Work instructions:
Note on the material below: return exactly the lines from the line that holds "Need: a point on every instance of the obelisk, laid" through the line that holds "Need: a point on every instance of the fingernail, laid", and leave out each picture.

Records for this exercise:
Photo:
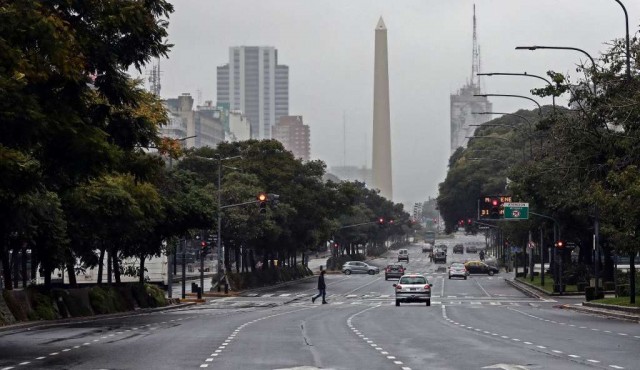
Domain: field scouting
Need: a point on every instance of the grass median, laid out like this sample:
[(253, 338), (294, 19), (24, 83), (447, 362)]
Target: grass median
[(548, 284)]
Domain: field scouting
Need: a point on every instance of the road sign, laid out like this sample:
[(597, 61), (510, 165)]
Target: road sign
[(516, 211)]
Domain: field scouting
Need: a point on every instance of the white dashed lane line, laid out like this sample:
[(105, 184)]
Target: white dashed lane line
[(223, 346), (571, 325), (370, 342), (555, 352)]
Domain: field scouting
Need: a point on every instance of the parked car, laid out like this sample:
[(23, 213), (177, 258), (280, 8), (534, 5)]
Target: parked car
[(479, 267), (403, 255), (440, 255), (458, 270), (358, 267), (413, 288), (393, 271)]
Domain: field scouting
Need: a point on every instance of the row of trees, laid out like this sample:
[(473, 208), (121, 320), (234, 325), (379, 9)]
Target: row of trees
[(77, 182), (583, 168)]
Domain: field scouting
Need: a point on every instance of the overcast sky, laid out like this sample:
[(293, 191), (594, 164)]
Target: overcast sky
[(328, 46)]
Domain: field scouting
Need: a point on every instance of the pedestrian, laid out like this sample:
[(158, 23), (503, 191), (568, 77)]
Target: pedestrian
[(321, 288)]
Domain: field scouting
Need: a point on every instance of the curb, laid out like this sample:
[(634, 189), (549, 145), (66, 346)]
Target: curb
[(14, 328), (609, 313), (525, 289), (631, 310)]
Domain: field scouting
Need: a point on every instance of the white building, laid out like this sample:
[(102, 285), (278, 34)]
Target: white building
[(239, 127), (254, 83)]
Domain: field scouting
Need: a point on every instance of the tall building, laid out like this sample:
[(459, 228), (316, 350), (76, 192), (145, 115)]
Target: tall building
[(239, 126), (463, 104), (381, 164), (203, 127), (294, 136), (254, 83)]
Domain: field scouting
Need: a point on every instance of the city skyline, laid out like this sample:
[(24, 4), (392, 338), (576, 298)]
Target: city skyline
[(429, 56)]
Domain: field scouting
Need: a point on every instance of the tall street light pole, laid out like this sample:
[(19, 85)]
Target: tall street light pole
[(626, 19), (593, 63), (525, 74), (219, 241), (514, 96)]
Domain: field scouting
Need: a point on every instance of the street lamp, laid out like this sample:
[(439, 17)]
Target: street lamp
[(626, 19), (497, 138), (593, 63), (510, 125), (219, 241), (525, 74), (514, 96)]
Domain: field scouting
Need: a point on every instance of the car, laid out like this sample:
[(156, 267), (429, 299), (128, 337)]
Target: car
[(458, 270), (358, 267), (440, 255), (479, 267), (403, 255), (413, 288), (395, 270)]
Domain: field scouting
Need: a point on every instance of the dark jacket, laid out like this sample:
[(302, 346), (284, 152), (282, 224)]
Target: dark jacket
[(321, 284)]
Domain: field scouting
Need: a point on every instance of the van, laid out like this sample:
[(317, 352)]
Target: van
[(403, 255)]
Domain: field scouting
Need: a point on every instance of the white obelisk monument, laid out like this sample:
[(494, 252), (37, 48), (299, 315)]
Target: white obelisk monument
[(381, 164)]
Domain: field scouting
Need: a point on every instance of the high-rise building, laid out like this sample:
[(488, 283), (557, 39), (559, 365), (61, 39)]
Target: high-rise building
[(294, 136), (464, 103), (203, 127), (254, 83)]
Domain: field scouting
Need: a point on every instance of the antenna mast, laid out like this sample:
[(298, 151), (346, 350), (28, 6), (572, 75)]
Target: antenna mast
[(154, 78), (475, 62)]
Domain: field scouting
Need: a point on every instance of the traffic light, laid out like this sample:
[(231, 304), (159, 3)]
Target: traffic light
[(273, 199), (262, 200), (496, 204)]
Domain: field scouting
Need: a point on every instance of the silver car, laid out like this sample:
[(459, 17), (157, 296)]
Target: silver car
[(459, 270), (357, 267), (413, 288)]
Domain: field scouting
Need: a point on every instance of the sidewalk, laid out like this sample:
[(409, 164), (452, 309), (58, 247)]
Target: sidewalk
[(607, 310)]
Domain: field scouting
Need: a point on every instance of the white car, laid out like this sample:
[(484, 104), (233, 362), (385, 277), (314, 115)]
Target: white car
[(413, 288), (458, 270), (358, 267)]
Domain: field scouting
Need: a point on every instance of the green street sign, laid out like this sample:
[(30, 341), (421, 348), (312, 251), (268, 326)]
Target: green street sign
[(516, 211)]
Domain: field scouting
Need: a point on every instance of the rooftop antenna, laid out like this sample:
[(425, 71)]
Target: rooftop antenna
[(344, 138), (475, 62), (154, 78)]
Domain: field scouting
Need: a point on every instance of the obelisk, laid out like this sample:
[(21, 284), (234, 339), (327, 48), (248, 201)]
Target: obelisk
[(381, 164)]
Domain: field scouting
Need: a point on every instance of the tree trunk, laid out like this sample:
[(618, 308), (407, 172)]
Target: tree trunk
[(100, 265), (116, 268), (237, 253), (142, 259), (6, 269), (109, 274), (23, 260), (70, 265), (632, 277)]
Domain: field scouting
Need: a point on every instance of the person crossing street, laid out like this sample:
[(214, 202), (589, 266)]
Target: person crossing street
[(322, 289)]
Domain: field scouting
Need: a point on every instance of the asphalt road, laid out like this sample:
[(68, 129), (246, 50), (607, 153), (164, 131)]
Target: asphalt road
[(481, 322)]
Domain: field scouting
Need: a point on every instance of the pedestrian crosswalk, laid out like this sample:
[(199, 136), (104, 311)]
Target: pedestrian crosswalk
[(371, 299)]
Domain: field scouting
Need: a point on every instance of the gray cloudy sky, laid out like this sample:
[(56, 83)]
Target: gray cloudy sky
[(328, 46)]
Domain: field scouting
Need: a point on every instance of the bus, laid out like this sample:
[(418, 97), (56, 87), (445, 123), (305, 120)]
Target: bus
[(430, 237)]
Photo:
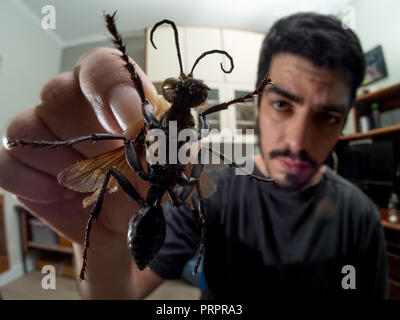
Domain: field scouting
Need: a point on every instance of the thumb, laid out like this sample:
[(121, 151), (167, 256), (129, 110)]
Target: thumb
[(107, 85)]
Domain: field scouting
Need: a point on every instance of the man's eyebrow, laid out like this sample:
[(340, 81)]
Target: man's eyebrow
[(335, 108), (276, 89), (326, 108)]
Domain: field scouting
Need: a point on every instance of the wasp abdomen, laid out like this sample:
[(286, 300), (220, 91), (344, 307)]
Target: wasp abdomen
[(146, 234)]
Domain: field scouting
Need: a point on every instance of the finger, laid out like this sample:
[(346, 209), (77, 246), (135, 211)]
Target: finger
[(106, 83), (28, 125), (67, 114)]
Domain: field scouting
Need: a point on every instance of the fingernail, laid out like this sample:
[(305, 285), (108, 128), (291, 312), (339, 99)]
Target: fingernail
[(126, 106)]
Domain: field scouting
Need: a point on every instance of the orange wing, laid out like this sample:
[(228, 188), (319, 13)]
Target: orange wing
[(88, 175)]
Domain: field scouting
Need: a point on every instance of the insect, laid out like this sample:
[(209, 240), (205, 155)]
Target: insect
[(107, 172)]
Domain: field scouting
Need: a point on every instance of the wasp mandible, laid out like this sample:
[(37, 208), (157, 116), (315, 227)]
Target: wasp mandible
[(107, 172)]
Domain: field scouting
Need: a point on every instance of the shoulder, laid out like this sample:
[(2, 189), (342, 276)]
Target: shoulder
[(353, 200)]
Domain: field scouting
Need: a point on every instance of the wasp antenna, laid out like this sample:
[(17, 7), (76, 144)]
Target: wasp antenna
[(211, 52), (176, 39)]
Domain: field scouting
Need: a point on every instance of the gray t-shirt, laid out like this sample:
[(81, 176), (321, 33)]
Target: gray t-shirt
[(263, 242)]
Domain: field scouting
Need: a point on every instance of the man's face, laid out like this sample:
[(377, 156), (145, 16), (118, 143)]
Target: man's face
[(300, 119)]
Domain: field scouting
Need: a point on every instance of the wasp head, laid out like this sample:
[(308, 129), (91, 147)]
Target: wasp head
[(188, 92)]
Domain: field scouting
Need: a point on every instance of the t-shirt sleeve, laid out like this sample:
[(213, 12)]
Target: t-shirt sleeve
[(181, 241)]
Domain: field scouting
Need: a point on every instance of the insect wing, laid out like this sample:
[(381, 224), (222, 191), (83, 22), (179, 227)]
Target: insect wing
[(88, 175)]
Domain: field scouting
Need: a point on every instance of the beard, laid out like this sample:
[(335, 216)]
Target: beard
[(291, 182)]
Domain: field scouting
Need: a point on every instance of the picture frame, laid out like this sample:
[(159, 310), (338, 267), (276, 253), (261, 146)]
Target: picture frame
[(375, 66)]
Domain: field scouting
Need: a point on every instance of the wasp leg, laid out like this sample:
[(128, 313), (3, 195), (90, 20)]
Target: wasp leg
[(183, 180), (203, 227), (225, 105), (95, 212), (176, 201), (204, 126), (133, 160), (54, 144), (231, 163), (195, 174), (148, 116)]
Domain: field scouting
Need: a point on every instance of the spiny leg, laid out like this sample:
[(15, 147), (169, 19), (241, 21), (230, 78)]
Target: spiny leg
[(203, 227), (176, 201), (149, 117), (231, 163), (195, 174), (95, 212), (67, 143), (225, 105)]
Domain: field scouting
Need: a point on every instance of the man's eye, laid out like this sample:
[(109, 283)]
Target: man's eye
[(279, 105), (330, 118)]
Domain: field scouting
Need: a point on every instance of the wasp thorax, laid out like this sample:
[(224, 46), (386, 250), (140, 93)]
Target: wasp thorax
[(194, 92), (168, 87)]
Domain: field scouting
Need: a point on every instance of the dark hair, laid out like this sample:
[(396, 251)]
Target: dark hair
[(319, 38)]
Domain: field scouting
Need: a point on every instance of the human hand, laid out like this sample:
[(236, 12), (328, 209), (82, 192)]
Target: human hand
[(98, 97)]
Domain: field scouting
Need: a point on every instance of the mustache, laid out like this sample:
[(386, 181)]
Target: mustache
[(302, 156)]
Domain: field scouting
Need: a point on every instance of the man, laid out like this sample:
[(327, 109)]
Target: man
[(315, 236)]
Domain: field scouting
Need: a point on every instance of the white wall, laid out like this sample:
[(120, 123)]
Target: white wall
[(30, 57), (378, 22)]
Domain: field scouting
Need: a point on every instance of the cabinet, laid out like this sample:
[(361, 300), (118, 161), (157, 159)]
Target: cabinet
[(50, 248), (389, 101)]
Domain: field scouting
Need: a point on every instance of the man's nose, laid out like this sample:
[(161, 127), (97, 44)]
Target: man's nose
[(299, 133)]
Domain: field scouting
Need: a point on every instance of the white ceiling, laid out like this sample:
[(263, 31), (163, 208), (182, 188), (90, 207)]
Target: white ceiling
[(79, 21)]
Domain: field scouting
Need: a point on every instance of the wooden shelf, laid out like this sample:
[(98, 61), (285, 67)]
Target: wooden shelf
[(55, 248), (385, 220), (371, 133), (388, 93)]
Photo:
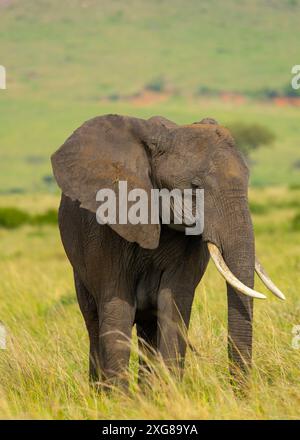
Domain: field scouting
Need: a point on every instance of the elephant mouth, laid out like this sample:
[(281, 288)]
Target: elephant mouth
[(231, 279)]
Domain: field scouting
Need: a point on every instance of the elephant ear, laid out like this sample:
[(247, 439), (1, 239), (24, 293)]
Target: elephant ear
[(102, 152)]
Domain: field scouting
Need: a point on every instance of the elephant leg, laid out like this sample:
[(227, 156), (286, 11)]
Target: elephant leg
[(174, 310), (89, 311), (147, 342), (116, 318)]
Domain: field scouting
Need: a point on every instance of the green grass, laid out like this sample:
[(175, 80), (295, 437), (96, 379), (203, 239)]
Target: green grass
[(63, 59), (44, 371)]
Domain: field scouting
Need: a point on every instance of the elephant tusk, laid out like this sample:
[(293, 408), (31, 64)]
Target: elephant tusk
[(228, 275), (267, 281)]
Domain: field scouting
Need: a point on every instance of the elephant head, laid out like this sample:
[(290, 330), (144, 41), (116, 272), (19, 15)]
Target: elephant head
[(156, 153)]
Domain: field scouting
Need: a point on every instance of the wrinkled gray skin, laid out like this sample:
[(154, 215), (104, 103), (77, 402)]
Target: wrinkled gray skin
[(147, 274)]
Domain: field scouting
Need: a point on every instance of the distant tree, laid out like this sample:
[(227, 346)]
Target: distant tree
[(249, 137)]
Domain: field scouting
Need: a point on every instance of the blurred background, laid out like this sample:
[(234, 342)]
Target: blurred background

Response to this exercise:
Need: a point on every instance of the obelisk, laid out like this sample:
[(21, 284), (234, 339), (327, 48), (248, 201)]
Target: obelisk
[(381, 164)]
Domain: field scouting
Need: a point on every instance of the tree trunk, laid out like this sample:
[(618, 308), (407, 172)]
Target: tree trunk
[(100, 265), (116, 268), (237, 253), (142, 259), (6, 269), (109, 274), (23, 260), (70, 265), (632, 277)]
Domain: field scouting
Need: a point on every instance of the person crossing street, laid out like this sample:
[(214, 202), (589, 266)]
Target: person crossing street
[(322, 289)]
Domain: field scouting
Need: a point on every instance of the asphalt road, laid out like this sample:
[(68, 129), (246, 50), (607, 153), (164, 131)]
Target: asphalt road
[(481, 322)]
Domain: field scouting
Need: a point on every instance of the pedestrian crosswalk, laid out like this sample:
[(199, 136), (104, 311)]
Target: pedestrian crosswalk
[(371, 299)]
Domain: field scouting
Need: a point on every instance of the gray cloudy sky, laid out like this sample:
[(56, 83)]
Target: gray cloudy sky
[(328, 46)]
Domain: field scouting
Need: a point on every instance of the bus, laid out like this sample:
[(418, 97), (56, 87), (445, 123), (305, 120)]
Target: bus
[(430, 237)]
Photo:
Domain: field scouting
Need: a point on every instance of the thumb, laid out like this sample:
[(121, 151), (167, 256), (129, 110)]
Target: thumb
[(107, 85)]
Domain: field scouting
Need: a point on every instance of the man's eyebrow, laid out like this sample:
[(340, 81)]
Target: man's eyebrow
[(335, 108), (276, 89), (326, 108)]
Domain: field scouting
Need: a point on every instance of the wasp abdomen, laid out like this sample:
[(286, 300), (220, 91), (344, 307)]
Target: wasp abdomen
[(146, 234)]
Domain: field scouting
Need: a point on every instance of the finger, laid out like this sample:
[(346, 209), (77, 246), (135, 211)]
Target: finger
[(106, 83), (28, 125), (67, 114)]
Domain: field scouting
Need: a point on every instance of the fingernail, laid out like this sample:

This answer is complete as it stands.